• WHAT THE TASK REQUIRES:
Reproduce the passage on the UK contact-tracing app from "The UK has now" to "of the infection.".

• QUOTED PASSAGE:
- - - - - - -

The UK has now surpassed more than 40,000 Covid-19 deaths, the second country after the US to do so. With its response to the pandemic widely criticised by both the country’s own citizens and on the world stage, the British government is planning to roll out a contact-tracing app to try and curb the spread of the infection.

This app will be complemented by the human contact tracers whose job it is to call people who have potentially been exposed to the virus. This system has gotten off to a fairly shaky start.

The contact tracing app went live on the Isle of Wight on 5 May, and is expected to launch in the rest of the UK at some point in June if it proves successful. It works through Bluetooth signals that transmit an anonymous ID. If a user develops Covid-19 symptoms, they simply report these on the app before being asked a series of clinical questions that will be analysed by an artificial intelligence (AI).

If the AI calculates that the person is likely to have Covid-19, all the people the Bluetooth ID has been in recent close contact with will be sent a notification advising they self-isolate for 14 days. The sick person will then be tested for the disease. If they test positive, self-isolation will continue to be recommended to those they have come into contact with. If they test negative, a second notification will be sent by the app to tell them they can stop self-isolating.

- - - - - - -

• SUPPLIED ENTRIES:
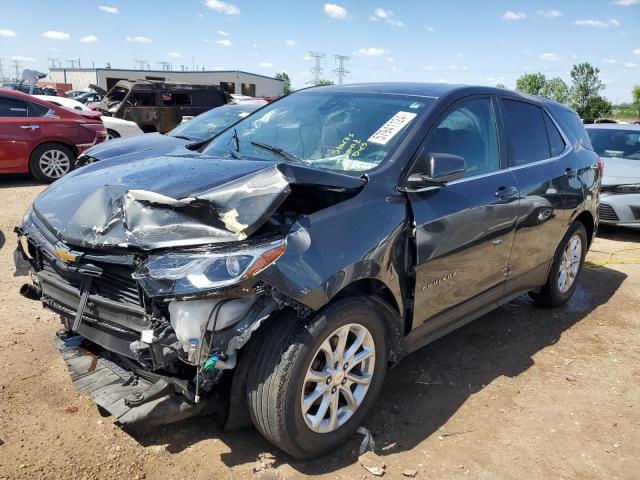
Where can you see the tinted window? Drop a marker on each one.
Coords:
(10, 107)
(609, 142)
(469, 131)
(526, 131)
(556, 143)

- - - - - - -

• OUTPUT BELOW:
The UK has now surpassed more than 40,000 Covid-19 deaths, the second country after the US to do so. With its response to the pandemic widely criticised by both the country’s own citizens and on the world stage, the British government is planning to roll out a contact-tracing app to try and curb the spread of the infection.